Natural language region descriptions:
== Segment start ==

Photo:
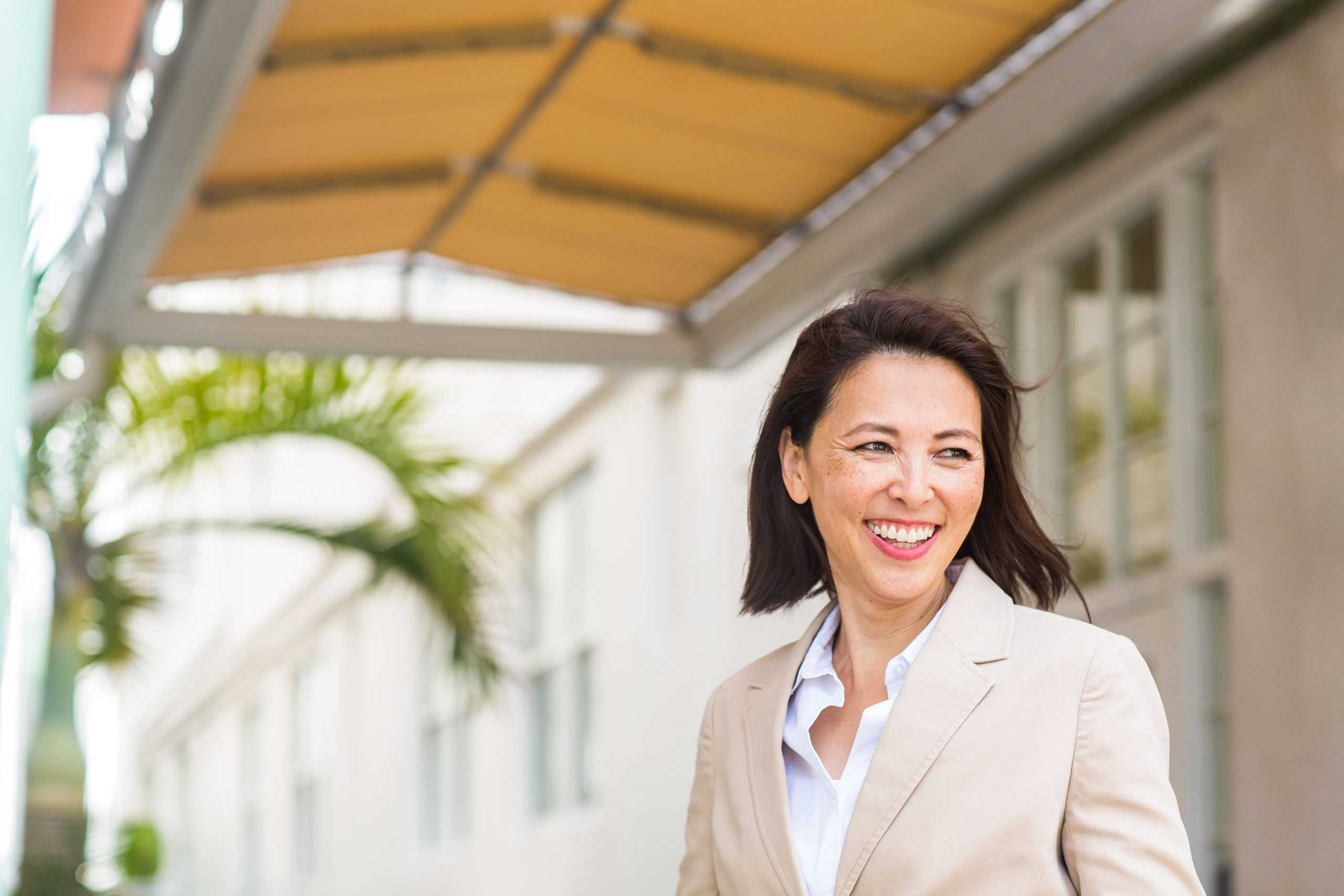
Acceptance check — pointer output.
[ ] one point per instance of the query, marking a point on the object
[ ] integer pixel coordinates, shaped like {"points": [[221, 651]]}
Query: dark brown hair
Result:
{"points": [[788, 558]]}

== Segment end ==

Brief: Reproduce all the entries that precede this task, word for word, minus any pictures.

Response area:
Photo:
Acceptance check — pointer output.
[ ] one point per instance of the query, marking a point on the object
[ ] integer pixel coordinates, shaped like {"points": [[221, 651]]}
Query: dark brown hair
Result:
{"points": [[788, 558]]}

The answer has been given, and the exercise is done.